- Set problem:
Copy the data below line for line, changing nothing.

- Material provided:
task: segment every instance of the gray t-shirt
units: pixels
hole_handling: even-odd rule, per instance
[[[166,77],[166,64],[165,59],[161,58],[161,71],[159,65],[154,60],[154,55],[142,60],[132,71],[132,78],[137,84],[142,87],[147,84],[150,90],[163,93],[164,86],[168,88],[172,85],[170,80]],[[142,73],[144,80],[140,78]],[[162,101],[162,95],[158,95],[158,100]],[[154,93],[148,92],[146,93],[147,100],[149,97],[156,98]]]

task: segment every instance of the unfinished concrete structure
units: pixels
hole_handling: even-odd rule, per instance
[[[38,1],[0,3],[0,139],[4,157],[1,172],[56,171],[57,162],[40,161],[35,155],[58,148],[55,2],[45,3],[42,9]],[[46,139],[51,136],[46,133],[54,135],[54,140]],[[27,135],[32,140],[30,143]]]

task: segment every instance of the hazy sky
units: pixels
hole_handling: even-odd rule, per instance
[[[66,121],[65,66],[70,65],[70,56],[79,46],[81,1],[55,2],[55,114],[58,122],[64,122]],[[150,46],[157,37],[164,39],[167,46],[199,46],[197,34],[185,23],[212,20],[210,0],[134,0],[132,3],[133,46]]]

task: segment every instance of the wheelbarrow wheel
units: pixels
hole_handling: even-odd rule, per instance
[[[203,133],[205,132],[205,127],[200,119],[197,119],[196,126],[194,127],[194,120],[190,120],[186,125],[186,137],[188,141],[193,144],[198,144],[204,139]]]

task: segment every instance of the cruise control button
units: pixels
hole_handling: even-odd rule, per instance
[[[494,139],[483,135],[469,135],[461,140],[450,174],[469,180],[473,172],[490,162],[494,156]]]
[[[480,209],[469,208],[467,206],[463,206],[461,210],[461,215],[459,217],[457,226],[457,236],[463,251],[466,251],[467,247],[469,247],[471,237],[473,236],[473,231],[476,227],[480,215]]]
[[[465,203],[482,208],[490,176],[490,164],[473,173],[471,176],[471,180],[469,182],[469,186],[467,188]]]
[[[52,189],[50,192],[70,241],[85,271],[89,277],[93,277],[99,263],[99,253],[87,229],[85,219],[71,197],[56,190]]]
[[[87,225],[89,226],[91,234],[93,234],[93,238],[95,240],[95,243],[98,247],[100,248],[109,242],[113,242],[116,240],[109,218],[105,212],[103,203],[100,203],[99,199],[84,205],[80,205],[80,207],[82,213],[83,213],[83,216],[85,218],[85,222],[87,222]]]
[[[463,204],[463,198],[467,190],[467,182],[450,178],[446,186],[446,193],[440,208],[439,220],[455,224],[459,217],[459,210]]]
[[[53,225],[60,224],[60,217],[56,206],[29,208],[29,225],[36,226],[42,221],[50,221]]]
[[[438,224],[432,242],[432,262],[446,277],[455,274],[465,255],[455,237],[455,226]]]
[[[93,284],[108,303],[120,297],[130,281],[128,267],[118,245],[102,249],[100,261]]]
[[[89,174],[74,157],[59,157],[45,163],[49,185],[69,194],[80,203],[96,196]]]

- Correct result:
task: segment every instance of the gray t-shirt
units: pixels
hole_handling: even-odd rule, per instance
[[[166,77],[166,64],[165,59],[161,58],[161,71],[159,65],[154,60],[154,55],[142,60],[132,71],[132,78],[137,84],[142,87],[147,84],[150,90],[163,93],[164,86],[168,88],[172,85],[170,80]],[[142,73],[144,80],[140,78]],[[162,101],[162,95],[158,95],[158,100]],[[154,93],[148,92],[146,93],[147,100],[149,97],[156,98]]]

task: segment every instance of the unfinished concrete structure
units: pixels
hole_handling: even-odd rule, per instance
[[[38,1],[0,3],[0,139],[4,157],[1,172],[56,171],[57,162],[40,161],[35,155],[58,148],[55,2],[45,3],[42,9]],[[46,139],[51,136],[46,133],[54,135],[54,140]],[[27,135],[32,140],[30,143]]]

task: segment every instance of the hazy sky
units: pixels
hole_handling: even-odd rule, per instance
[[[66,121],[65,66],[70,65],[70,56],[79,46],[81,1],[55,2],[55,114],[58,122],[64,122]],[[150,46],[157,37],[164,39],[167,46],[199,46],[197,34],[185,23],[212,20],[210,0],[134,0],[132,3],[133,46]]]

task: segment every instance of the wheelbarrow wheel
units: pixels
hole_handling: even-odd rule, per instance
[[[203,133],[205,132],[205,127],[200,119],[197,119],[196,126],[194,127],[194,120],[190,120],[186,125],[186,137],[188,141],[193,144],[198,144],[204,139]]]

task: segment every instance of the cruise control button
units: pixels
hole_handling: even-odd rule, per instance
[[[494,139],[483,135],[469,135],[461,140],[450,174],[469,180],[473,172],[490,162],[494,156]]]
[[[480,209],[469,208],[467,206],[463,206],[461,210],[461,215],[459,217],[457,226],[457,236],[463,251],[466,251],[467,247],[469,247],[471,237],[473,236],[473,231],[476,227],[480,215]]]
[[[465,203],[482,208],[490,176],[490,164],[473,173],[471,176],[471,180],[469,182],[469,186],[467,188]]]
[[[52,189],[50,192],[70,241],[85,271],[89,277],[93,277],[99,263],[99,253],[87,229],[85,219],[71,197],[56,190]]]
[[[87,225],[89,226],[91,234],[93,234],[93,238],[95,240],[95,243],[98,247],[100,248],[109,242],[113,242],[116,240],[109,218],[105,212],[103,203],[100,203],[99,199],[84,205],[80,205],[80,207],[82,213],[83,213],[83,216],[85,218],[85,222],[87,222]]]
[[[463,204],[463,198],[467,190],[467,182],[450,178],[446,186],[446,193],[440,208],[439,220],[455,224],[459,217],[459,210]]]
[[[53,225],[60,224],[60,217],[56,206],[29,208],[29,225],[36,226],[42,221],[50,221]]]
[[[438,224],[432,242],[432,262],[446,277],[455,274],[465,255],[455,237],[455,226]]]
[[[93,284],[108,303],[120,297],[130,281],[128,267],[118,245],[102,249],[100,261]]]
[[[89,174],[74,157],[59,157],[45,163],[49,185],[69,194],[80,203],[96,196]]]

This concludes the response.